*** Given records ***
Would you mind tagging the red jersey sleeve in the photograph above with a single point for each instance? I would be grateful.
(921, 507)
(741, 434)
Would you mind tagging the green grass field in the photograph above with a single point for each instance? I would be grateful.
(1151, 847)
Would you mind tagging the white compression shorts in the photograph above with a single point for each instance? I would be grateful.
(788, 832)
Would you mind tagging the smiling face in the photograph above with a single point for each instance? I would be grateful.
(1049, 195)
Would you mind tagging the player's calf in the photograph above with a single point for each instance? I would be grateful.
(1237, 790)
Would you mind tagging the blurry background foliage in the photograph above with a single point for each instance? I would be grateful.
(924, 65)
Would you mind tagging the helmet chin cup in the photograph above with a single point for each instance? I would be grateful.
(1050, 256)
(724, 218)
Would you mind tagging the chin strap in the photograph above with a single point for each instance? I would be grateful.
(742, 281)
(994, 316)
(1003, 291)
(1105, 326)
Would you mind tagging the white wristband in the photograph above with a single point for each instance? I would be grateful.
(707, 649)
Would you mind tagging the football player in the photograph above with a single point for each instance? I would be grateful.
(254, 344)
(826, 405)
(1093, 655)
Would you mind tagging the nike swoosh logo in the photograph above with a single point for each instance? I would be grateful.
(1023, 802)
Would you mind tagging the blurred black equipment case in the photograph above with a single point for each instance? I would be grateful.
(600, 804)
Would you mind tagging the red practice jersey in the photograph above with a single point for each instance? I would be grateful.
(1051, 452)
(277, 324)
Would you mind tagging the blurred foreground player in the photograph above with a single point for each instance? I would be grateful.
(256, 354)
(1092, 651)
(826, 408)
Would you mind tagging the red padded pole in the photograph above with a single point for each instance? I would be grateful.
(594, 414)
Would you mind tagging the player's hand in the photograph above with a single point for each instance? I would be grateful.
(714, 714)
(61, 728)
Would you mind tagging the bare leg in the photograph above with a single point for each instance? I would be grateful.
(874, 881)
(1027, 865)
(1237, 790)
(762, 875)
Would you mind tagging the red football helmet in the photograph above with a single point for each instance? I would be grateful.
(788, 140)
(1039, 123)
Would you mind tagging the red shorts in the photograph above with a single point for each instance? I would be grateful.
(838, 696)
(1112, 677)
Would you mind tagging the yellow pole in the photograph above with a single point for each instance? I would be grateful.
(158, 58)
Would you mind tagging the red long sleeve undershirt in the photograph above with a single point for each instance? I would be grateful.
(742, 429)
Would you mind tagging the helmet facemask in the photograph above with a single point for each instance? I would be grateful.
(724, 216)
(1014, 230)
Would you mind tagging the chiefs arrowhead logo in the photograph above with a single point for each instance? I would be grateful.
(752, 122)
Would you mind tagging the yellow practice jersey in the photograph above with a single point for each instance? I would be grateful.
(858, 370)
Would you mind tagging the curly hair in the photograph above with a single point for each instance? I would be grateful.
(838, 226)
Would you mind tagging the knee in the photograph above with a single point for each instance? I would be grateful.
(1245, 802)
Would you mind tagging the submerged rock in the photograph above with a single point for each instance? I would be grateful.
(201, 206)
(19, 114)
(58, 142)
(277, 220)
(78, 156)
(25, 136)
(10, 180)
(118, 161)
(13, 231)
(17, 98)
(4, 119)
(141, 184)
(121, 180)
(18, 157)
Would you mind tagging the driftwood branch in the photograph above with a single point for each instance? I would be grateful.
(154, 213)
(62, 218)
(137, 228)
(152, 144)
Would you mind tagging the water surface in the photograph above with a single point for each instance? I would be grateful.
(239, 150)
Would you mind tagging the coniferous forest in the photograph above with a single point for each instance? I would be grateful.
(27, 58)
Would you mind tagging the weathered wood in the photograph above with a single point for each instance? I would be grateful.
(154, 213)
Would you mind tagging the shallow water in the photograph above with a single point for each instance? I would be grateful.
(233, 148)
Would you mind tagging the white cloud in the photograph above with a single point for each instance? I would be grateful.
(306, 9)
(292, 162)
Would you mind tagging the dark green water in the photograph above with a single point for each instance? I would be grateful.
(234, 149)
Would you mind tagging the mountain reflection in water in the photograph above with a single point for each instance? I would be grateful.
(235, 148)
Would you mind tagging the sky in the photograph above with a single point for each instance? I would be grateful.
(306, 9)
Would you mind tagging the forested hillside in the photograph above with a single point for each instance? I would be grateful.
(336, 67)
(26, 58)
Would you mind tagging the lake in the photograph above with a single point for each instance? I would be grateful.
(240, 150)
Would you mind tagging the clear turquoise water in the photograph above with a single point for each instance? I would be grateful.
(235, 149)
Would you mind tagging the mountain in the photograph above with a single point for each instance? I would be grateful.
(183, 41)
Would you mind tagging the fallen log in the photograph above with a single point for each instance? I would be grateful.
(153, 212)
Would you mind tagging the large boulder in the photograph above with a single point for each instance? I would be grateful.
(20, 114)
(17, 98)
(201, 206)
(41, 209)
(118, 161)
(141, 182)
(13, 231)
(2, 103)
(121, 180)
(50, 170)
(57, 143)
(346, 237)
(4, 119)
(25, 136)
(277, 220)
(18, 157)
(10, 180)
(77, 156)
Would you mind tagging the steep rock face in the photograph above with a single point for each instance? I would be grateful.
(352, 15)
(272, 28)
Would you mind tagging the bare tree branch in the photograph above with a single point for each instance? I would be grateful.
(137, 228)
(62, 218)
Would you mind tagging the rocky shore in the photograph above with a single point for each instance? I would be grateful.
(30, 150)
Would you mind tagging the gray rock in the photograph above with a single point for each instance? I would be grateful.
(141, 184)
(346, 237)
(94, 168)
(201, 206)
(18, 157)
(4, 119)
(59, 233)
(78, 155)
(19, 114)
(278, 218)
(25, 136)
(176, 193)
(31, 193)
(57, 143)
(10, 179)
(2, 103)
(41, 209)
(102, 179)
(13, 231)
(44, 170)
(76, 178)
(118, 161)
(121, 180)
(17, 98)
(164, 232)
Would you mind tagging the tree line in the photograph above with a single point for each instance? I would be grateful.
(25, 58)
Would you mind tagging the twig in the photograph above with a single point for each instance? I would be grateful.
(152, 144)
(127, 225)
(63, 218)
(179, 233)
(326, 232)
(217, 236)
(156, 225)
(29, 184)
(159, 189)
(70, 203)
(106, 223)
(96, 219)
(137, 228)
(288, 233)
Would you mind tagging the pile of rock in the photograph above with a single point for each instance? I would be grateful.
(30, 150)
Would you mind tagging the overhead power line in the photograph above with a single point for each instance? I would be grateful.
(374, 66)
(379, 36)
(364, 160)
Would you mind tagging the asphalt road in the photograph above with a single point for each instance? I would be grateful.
***
Set problem: Reproduce all of the material above verbatim, line by line, with no changes.

Problem solution:
Would you mind tagging the red jersey sleeve in the photograph above with a single point for each instance? I would be grateful.
(921, 507)
(741, 434)
Would you mind tagging the green grass field in the photograph above with a single point for each instance? I would be grateful.
(1151, 847)
Would you mind tagging the white compression shorts in the photograph above with a single point for each instance? I would be grateful.
(788, 832)
Would you mind tagging the smiling face in the photograph above with a single point for each instance? I would be grateful.
(1049, 195)
Would you mind tagging the player's calf in the photograph above with a single point for each instance? I would be grateful.
(1237, 790)
Would you mind tagging the blurry background foliage in the photograph above with a single point for each instance? I would be grateful.
(924, 65)
Would you mind tagging the helmet chin cup in the photograph above with a single point for each instance? I would be grateful.
(1050, 256)
(724, 218)
Would you mind tagging the chin strap in the photograph above with a single point for each instance? I would be grateful.
(742, 281)
(994, 316)
(1003, 291)
(1105, 326)
Would you mind tagging the white wristband in the photograph above with a single point for each instance? I would be grateful.
(707, 649)
Would you mind tagging the football player in the photograph above with a single point for each instance? I would be grateful.
(254, 344)
(826, 405)
(1093, 655)
Would you mind tagging the nike swoosh logo in the photograph above with a single point for each instance? I would be grateful.
(1023, 802)
Would you mind tagging the blurred black equipment case in the photograph above with a single point for each instance? I would be grateful.
(600, 804)
Would you mind tagging the red practice jersey in the photograph above with a single point for each instance? I would be grateful.
(1051, 452)
(277, 324)
Would you mind tagging the blurred foreground player in the photograph above with a single point for each instance? I would be grateful.
(256, 354)
(1092, 651)
(826, 408)
Would you mind tagging the red padded pole in the photograph above with a single point for each instance? I would be grateful.
(594, 414)
Would you mind tagging the player's hand in the photograph above with a single point for each instance? I would be grateful.
(714, 714)
(61, 728)
Would you mind tagging the bare leg in the photograph above with a single point for each instance? I would be grateful.
(874, 881)
(1027, 865)
(1237, 790)
(762, 875)
Would you mind tagging the red football helmet in the photograph above with a single point for each instance? I would be grateful.
(788, 140)
(1039, 123)
Would you mind tagging the red shorts in the photograph above with a single point for each instance? I would be grateful.
(838, 696)
(1112, 677)
Would you mind tagging the yellow pole in the photograph above with a single point for each instance? I would be grateful.
(158, 58)
Would you mind tagging the red long sleeve undershirt in the photograph above with a single point for each instance? I would be grateful.
(742, 429)
Would you mind tagging the helmet facemask in the photograph above with a single point for each instance? I would be grateful.
(724, 216)
(1014, 230)
Would you mind tagging the chiefs arrowhead logo in the photograph above with a single point for each instance? I would be grateful.
(752, 122)
Would you mind tagging the yellow practice jersey in the photograph above with a single point for each instance? I would be grateful.
(858, 370)
Would you mind tagging the curly hair in the photograph above with a single point for each instance? I would be grateful.
(838, 226)
Would you mind tagging the knee in the photograph above with a single point for each instance? I would be grateful.
(1245, 802)
Would you mind tagging the submerged rock in the photograph above with a single point for each instance? I would be grateful.
(201, 206)
(19, 114)
(58, 142)
(277, 220)
(78, 156)
(25, 136)
(10, 180)
(118, 161)
(13, 231)
(17, 98)
(4, 119)
(141, 184)
(121, 180)
(18, 157)
Would you mind tagging the driftwood branch in the photograph above with a single point for each instance? I would be grateful.
(154, 213)
(62, 218)
(137, 228)
(152, 144)
Would you mind tagging the water surface in the photograph above with a single point for each instance? I would be grateful.
(239, 150)
Would you mind tagging the coniferous forest in the photograph above with a single point for each instance? I would be grateful.
(27, 58)
Would you mind tagging the weathered wood in the photograph above with a single point for each instance? I would be grateful.
(154, 213)
Would you mind tagging the shallow water in the photograph above with a single point for each instance? I would be grateful.
(233, 148)
Would you mind tagging the white cloud in the photograph above with a single point for each instance? I would be grateful.
(306, 9)
(292, 162)
Would you mind tagging the dark green water in the photograph above with a single point for each instance? I would be grateful.
(234, 149)
Would you mind tagging the mountain reflection in water in the photograph above with a single point for each instance? I would be grateful.
(235, 148)
Would you mind tagging the sky in the photograph above with a single point for each instance? I would be grateful.
(306, 9)
Would you mind tagging the forested hillside in the photograph above with a single point for each instance? I would be grateful.
(336, 67)
(26, 58)
Would you mind tagging the lake in the photograph above with a single point for each instance? I would be grateful.
(240, 150)
Would you mind tagging the clear turquoise water in the photograph above with a single point for each instance? I would be grateful.
(235, 149)
Would you mind tagging the mountain in the photograph above with a single point for each instance? I would be grateful.
(183, 41)
Would you mind tagging the fallen log in the photograph above with a single point for each instance? I would be grateful.
(153, 212)
Would you mind tagging the large boulder in the photograph above with a single point for each instance? I would be grateful.
(20, 114)
(17, 98)
(201, 206)
(41, 209)
(118, 161)
(141, 182)
(13, 231)
(2, 103)
(121, 180)
(50, 170)
(57, 143)
(346, 237)
(4, 119)
(25, 136)
(277, 220)
(18, 157)
(10, 180)
(77, 156)
Would you mind tagging the steep rock face in the photograph above with a single point for each instance? I would be grateful.
(352, 15)
(272, 28)
Would you mind tagging the bare tree branch in the photograph above with a single point for each instance? I would be grateful.
(137, 228)
(62, 218)
Would you mind tagging the rocky shore in the photograph above with a single point for each instance? I would be grateful.
(30, 150)
Would you mind tagging the gray rock in the photograph above with a single point for each instance? I would be grateful.
(141, 184)
(346, 237)
(94, 168)
(201, 206)
(18, 157)
(4, 119)
(59, 233)
(78, 155)
(19, 114)
(278, 218)
(25, 136)
(176, 193)
(31, 193)
(57, 143)
(10, 179)
(2, 103)
(41, 209)
(102, 179)
(13, 231)
(44, 170)
(76, 178)
(118, 161)
(121, 180)
(17, 98)
(164, 232)
Would you mind tagging the tree line in the photograph above with a single point for each instance? I would be grateful.
(25, 58)
Would you mind tagging the twig in the photograph above with a single point for each instance? I would be grateful.
(152, 144)
(127, 225)
(63, 218)
(179, 233)
(326, 232)
(217, 236)
(156, 225)
(29, 184)
(159, 189)
(70, 203)
(106, 223)
(96, 219)
(137, 228)
(288, 233)
Would you mind tagging the pile of rock in the photograph above with a single point for each instance? I would be grateful.
(30, 150)
Would you mind tagging the overhead power line in the photograph above with a single point for each instance? I would be grateful.
(374, 66)
(379, 36)
(364, 160)
Would you mind tagging the asphalt road in the photograph above with a single point for each instance? I would be grateful.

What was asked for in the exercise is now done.